■ **Data for the task**:
=======
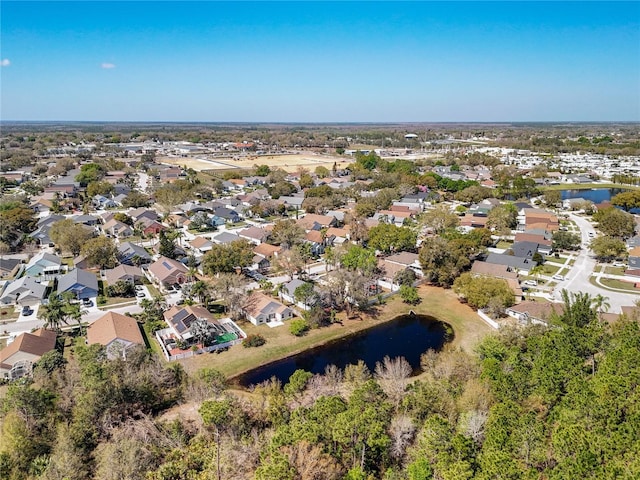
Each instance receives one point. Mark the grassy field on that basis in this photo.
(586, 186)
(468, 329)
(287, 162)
=======
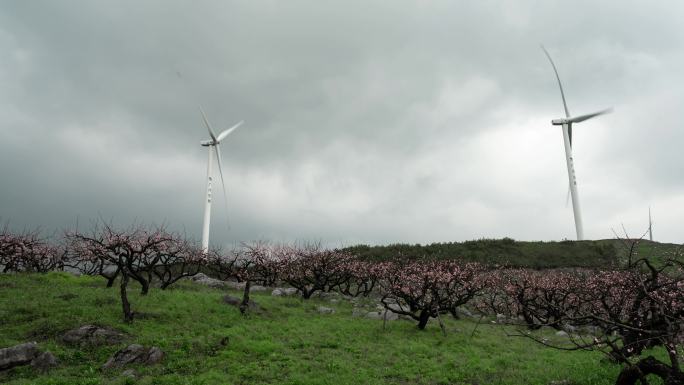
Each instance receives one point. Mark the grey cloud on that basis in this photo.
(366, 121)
=======
■ **What is asked**: Return each line of the records that contains the word "Mark".

■ **In response**:
Each instance receives one point. Mark the grassy field on that basis in this photo.
Each instance receives one point. Mark the grey cloud on that basis in this photo.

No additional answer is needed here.